● **STATED TASK**: From the data below, pull out every line that contains the string "shirt", copying each one in full and keeping them in their original order.

Start DATA EXTRACT

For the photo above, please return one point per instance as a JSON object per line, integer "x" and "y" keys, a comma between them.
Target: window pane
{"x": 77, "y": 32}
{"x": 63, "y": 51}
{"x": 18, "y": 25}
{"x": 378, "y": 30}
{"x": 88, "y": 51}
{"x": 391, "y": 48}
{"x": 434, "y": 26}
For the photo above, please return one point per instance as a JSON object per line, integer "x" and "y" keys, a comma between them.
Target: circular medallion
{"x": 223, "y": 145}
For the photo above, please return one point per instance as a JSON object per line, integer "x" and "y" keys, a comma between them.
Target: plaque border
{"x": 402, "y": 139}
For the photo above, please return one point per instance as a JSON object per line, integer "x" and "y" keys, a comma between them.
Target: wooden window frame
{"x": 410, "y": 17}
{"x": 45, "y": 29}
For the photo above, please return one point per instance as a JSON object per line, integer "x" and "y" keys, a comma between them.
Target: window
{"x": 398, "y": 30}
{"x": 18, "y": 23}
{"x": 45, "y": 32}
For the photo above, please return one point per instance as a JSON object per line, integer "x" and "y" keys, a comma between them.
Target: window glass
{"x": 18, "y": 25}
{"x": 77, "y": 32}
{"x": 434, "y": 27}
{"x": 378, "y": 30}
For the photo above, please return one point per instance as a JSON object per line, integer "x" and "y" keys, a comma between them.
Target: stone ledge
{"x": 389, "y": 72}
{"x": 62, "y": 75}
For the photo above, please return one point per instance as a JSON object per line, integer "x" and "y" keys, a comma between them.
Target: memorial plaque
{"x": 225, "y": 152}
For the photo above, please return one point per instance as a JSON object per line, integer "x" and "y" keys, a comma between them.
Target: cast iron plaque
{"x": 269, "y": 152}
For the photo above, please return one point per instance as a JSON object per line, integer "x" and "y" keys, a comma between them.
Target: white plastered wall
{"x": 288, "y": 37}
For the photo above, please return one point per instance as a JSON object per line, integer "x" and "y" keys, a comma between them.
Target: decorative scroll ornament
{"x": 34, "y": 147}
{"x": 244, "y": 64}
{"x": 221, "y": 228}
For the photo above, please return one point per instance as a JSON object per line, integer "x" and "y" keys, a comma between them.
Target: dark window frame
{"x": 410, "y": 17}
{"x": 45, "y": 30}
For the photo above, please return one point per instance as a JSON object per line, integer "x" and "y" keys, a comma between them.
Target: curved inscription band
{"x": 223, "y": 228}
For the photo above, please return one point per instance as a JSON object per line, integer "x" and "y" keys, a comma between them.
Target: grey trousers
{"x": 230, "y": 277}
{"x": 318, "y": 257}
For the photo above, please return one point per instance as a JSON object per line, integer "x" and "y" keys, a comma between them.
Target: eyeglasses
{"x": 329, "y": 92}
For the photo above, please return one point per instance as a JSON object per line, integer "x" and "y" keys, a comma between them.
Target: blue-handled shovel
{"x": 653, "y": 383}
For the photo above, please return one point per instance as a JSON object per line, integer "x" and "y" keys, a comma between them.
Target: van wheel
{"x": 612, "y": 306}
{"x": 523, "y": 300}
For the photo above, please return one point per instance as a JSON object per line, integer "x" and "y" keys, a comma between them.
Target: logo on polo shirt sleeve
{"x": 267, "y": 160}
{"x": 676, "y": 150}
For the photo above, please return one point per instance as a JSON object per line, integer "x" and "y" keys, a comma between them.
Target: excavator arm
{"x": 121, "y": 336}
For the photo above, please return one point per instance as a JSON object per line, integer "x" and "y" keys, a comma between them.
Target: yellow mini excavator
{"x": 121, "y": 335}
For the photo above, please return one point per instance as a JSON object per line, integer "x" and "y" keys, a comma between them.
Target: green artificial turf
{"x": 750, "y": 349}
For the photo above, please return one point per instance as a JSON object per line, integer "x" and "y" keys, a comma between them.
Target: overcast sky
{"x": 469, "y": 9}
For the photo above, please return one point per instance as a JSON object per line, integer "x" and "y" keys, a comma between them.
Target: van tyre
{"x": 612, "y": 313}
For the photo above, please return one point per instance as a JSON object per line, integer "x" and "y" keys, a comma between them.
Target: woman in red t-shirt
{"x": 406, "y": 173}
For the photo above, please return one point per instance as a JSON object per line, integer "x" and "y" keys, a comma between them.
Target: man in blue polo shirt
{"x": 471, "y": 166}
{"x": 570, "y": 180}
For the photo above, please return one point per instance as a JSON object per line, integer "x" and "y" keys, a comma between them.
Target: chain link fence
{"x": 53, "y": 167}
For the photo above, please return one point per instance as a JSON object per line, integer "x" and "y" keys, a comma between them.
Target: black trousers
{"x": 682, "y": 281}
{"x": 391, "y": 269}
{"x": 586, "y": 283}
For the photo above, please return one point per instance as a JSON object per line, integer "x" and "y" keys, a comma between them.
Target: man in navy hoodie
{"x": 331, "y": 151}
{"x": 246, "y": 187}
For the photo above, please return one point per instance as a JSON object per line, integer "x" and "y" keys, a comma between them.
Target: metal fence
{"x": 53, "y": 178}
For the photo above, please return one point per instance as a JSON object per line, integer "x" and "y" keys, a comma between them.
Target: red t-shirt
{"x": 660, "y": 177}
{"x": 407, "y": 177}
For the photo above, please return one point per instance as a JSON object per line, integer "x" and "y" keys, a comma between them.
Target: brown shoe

End DATA EXTRACT

● **ANSWER TO THIS PROBLEM**:
Target: logo on polo shirt sleeve
Target: woman in red t-shirt
Target: man in blue polo shirt
Target: red t-shirt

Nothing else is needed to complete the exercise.